SELECTED EXTRACT:
------------------------------------------------------------------------

Penalties for driving without insurance in North Carolina

Driving without car insurance in North Carolina is illegal and comes with penalties. If a driver’s insurance policy is canceled or their coverage lapses, the North Carolina DMV will send a notification to the vehicle owner. The driver has 10 days after receiving the notification to respond with proof of insurance.

If the driver does not respond to the notification within 10 days, the DMV can revoke the vehicle’s license plates and the driver will pay a $50 fine and $50 restoration fee. For a second offense, a driver will pay a $100 fine and $50 restoration fee, and all subsequent insurance lapses come with a $150 fine and $50 restoration fee.

Auto insurance coverage options in North Carolina

When buying auto insurance, drivers typically have two basic options. They can purchase a minimum coverage policy, which conforms to the state law, or opt to get a full coverage policy for greater financial protection. Of course, full coverage will generally be more expensive than minimum coverage. Note that if you are financing or leasing a vehicle, the lender or lessor may require full coverage.

A full coverage insurance policy often covers damage to your vehicle with the addition of comprehensive and collision coverage. Comprehensive and collision usually carry a deductible, which is an amount you have to pay out of pocket before the insurance kicks in.

  • Comprehensive coverage (COMP or OTC): Comprehensive coverage is designed to help pay for damage to your vehicle caused by things typically outside your control. Some examples of comprehensive claims include hitting an animal, fire, theft, vandalism and acts of nature, such as hail and flooding.
  • Collision coverage (COLL): Collision coverage helps pay for damage to your vehicle if you are at fault in an accident. This coverage is also sometimes used to pay for repairs to your vehicle if someone hits you and flees the scene of the accident.

There are also several add-on coverage options that could benefit drivers in North Carolina:

  • Roadside assistance: Roadside assistance helps cover basic vehicle repairs, towing, battery services and fuel delivery if a vehicle breaks down.

------------------------------------------------------------------------

Point localization data
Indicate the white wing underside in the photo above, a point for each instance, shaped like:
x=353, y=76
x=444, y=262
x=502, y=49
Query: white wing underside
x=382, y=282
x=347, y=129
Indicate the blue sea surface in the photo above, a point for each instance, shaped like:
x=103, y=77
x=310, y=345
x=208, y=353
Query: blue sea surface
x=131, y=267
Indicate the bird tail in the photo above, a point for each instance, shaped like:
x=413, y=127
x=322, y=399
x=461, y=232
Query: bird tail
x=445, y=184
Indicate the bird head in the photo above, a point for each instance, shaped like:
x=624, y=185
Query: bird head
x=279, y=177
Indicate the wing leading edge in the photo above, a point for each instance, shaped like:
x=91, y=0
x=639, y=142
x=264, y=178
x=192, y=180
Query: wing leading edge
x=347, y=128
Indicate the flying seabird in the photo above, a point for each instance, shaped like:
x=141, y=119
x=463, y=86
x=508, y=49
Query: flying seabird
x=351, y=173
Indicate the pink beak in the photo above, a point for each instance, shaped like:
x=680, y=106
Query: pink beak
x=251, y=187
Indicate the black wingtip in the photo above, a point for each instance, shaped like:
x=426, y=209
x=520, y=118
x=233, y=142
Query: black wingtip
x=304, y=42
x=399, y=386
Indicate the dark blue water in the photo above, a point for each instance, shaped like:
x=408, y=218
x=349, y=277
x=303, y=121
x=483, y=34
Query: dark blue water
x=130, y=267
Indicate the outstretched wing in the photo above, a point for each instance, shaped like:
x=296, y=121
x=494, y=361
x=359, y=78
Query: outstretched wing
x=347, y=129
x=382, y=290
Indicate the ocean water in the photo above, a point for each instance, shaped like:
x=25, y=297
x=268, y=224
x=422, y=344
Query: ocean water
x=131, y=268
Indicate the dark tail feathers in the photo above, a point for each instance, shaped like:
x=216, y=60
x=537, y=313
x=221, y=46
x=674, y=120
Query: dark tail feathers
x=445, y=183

------------------------------------------------------------------------

COMPLETE THE FOLLOWING:
[A] In the North Carolina auto insurance text, how many days does a driver have to respond to the DMV notification with proof of insurance?
[B] Carry on the North Carolina auto insurance text, starting right after its last sentence.

ANSWERS PROVIDED:
[A] The driver has 10 days after receiving the notification.

[B]
  • Rental reimbursement: Rental reimbursement helps pay for or reimburse you for the cost of a rental car while your vehicle undergoes repairs due to a covered comprehensive or collision claim.
  • Gap insurance: After an accident, gap insurance covers the difference between a vehicle’s value and the remaining balance on the loan.
  • New car replacement coverage: New car replacement coverage will pay for a new car if your vehicle is totaled in a covered accident.

Frequently asked questions

    • To find the best car insurance company for your situation, it can be helpful to consider your priorities. If cost is most important to you, for example, consider a company that is known for writing cheap policies. If superior customer service is your top priority, you may want to review the companies that rank high on J.D. Power’s Customer Satisfaction Ranking. Other companies may be a good choice if you are a high-risk driver, or if you are retired or work from home and drive infrequently.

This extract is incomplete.